# Objetivo de la tarea
Según el texto sobre la novela Álamos talados, ¿cuántas ediciones tenía la obra a dos años de su aparición, y de cuántos ejemplares fue cada tirada?

# Texto proporcionado
Indudablemente, la publicación de Álamos talados (1942) de Abelardo Airas (1908-1991) constituyó un acontecimiento para las letras mendocinas, y le valió al novel autor el reconocimiento de sus coterráneos. Así, por ejemplo, Fausto Burgos, en una carta dirigida a Arias y fechada el 2 de febrero de 1945, emite varios juicios de valor ponderativos, en los que –de paso– presenta sus propias ideas sobre el arte de novelar (cf. Los Andes, 10 de diciembre 2023).
En igual sintonía valorativa, pero en un tono más sentimental, y a través de varias misivas, Alfredo R. Bufano se suma a las repercusiones que este texto señero para la cultura de Mendoza despertó, no solo a nivel local sino nacional, ya que –a dos años de su aparición– ya había merecido tres ediciones con tiradas de 3.000 ejemplares cada una.
Volviendo a los juicios de Bufano sobre la obra de Arias, radicado por entonces en Buenos Aires, y vertidos en siete cartas enviadas entre octubre de 1942 y el mismo mes de 1944, marcan el inicio de una amistad literaria que seguramente se extendió más allá del límite temporal enunciado, aunque no tengamos a mano los testimonios para documentarlo.
Dicha amistad comenzó, al parecer, con el envío de un ejemplar de su primera novela por parte del autor que comenzaba su camino en las letras a quien ya era un poeta consagrado. En efecto, en la respuesta a una de las cartas de Bufano, Arias le expresa su admiración: “Durante esos diez veranos, suyos y míos, yo sabía que en la ‘casa del puente’ vivía el poeta. Le he visto desde lejos varias veces, estoy seguro de que una vez, cuando pasaba en mi bayo, Usted me vio; pero yo era entonces un muchacho que estaba viviendo un libro con la confusa esperanza, metida en el alma, de escribirlo algún día” (borrador de una carta conservada en el archivo del Centro de Estudios de Literatura de Mendoza, sin indicación de fecha, pero que suponemos data de fines de 1942, por la respuesta que en ella de da de algunas de las apreciaciones de Bufano).
De la cita anterior quiero destacar la referencia a “esos diez veranos suyos y míos”, que marcan la proximidad no solo espiritual sino también geográfica que unió a ambos escritores, tal como lo señala insistentemente Bufano: “Los diez años más felices de mi vida los he desmenuzado lentamente, con alegría de niño, al lado mismo de la vieja casona de su romance. Conozco todos los sitios que Ud. nos pinta; me he bañado en ese canal de su aventura; he vivido –o conocí una anticipación de la muerte– muchas grandes horas debajo de los sauces y las higueras que hoy retoñan en las páginas de su novela” (carta fechada el 14 de octubre de 1942).

# Datos almacenados
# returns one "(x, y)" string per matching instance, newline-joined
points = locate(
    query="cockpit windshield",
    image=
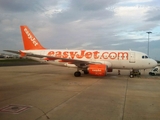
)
(144, 57)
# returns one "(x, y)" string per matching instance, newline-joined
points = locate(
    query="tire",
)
(131, 76)
(77, 74)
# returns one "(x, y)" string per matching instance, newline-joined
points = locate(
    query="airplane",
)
(94, 62)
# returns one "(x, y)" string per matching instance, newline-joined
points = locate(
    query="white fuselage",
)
(116, 59)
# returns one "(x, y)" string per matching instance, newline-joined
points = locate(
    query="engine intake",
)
(98, 69)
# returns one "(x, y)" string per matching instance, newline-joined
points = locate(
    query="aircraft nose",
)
(153, 63)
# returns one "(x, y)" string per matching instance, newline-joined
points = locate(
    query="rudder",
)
(29, 40)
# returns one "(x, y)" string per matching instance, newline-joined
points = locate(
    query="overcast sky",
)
(83, 24)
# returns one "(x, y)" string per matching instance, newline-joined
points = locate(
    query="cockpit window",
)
(144, 57)
(156, 69)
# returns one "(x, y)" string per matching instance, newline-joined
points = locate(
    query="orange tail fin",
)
(29, 40)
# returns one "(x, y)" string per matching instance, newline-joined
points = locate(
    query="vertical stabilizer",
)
(29, 40)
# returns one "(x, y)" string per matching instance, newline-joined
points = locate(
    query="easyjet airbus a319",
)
(94, 62)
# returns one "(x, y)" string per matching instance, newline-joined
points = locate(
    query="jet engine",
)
(97, 69)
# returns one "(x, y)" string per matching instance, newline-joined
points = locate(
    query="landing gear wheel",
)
(131, 76)
(77, 74)
(85, 71)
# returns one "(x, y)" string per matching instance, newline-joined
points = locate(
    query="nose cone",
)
(153, 63)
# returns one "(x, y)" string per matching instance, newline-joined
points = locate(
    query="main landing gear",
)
(77, 74)
(134, 73)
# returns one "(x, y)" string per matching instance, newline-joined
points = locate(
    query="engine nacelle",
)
(98, 69)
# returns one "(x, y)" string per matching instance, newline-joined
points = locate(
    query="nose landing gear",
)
(134, 73)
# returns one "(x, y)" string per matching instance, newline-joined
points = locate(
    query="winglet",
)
(29, 40)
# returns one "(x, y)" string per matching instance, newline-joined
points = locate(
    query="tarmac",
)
(42, 92)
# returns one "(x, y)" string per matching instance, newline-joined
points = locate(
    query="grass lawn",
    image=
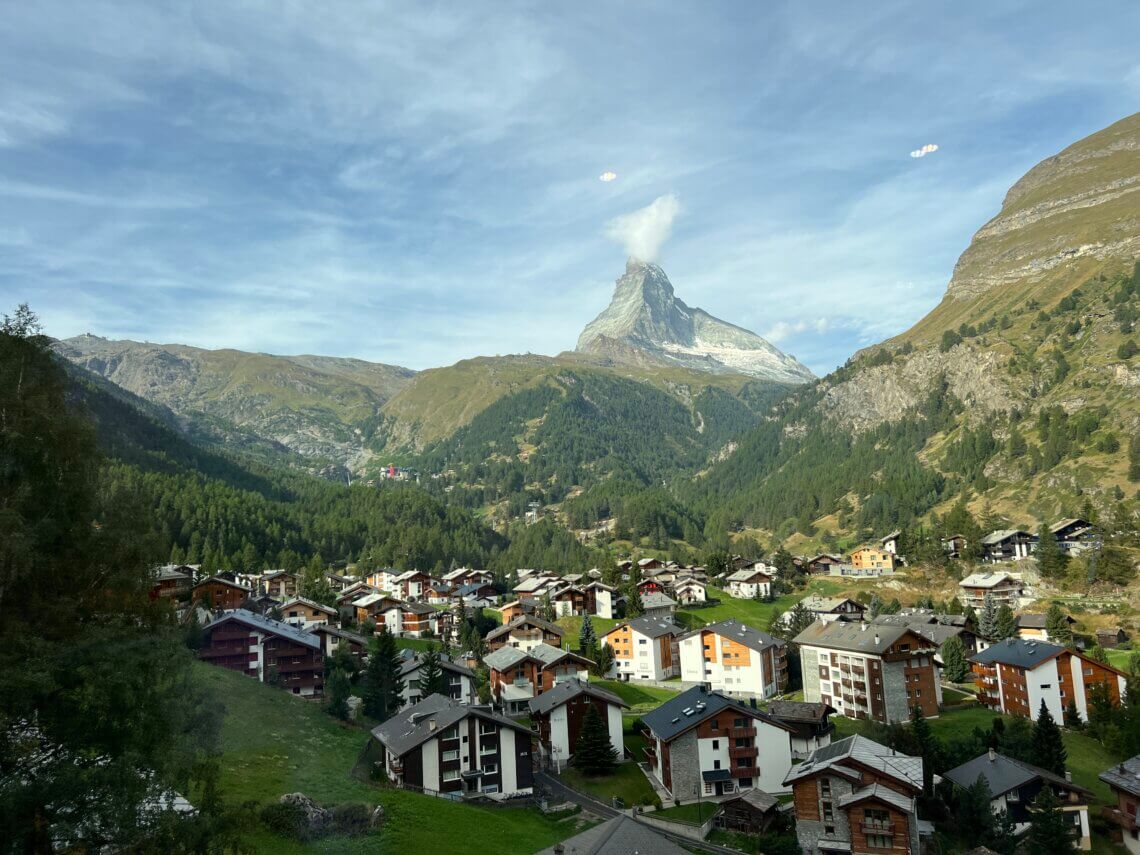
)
(275, 743)
(627, 782)
(694, 814)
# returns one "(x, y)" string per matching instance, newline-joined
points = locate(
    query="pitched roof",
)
(1002, 774)
(416, 724)
(261, 624)
(567, 691)
(858, 637)
(697, 705)
(619, 836)
(1124, 775)
(740, 634)
(901, 767)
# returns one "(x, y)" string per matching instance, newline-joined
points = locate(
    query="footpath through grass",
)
(274, 743)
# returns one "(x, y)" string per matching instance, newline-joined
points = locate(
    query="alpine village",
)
(649, 595)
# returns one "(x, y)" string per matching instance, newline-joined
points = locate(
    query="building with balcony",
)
(1014, 786)
(1015, 676)
(268, 650)
(1124, 813)
(703, 744)
(856, 796)
(734, 658)
(869, 670)
(444, 748)
(644, 649)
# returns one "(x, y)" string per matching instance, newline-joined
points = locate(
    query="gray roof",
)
(1018, 652)
(1003, 774)
(898, 766)
(740, 634)
(619, 836)
(694, 706)
(268, 625)
(1124, 775)
(567, 691)
(872, 638)
(651, 627)
(414, 725)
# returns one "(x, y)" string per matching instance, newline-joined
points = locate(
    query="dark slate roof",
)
(619, 836)
(670, 719)
(413, 725)
(1003, 774)
(268, 625)
(739, 633)
(1124, 775)
(567, 691)
(872, 638)
(1018, 652)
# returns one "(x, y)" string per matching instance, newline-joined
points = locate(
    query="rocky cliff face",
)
(319, 407)
(645, 319)
(1082, 202)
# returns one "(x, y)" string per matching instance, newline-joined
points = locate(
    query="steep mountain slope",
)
(1019, 391)
(322, 408)
(645, 319)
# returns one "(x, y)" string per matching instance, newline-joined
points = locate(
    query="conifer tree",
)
(1050, 831)
(1006, 624)
(432, 678)
(1057, 626)
(953, 658)
(593, 754)
(1048, 747)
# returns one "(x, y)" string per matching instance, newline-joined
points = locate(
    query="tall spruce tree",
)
(1048, 746)
(593, 754)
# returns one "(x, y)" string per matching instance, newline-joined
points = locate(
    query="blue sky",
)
(418, 184)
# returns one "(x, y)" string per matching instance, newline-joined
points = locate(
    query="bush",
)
(285, 821)
(351, 819)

# Tarea resuelta
Tenía tres ediciones, con tiradas de 3.000 ejemplares cada una.